Your instructions: Render each line of the rows below as one string in a JSON list, leaving out blank lines and the pictures.

Data extract:
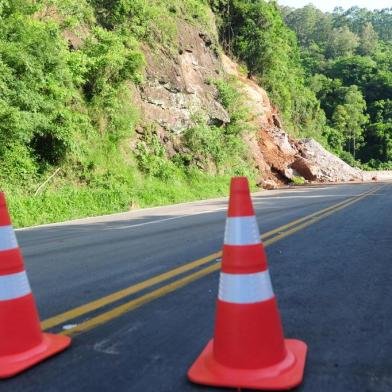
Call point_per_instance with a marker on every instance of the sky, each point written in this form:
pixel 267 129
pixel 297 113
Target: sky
pixel 329 5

Expected output:
[
  "Call point_per_instance with a marker on every instance of the sky, each point written in this form:",
  "pixel 267 129",
  "pixel 297 113",
  "Target: sky",
  "pixel 329 5"
]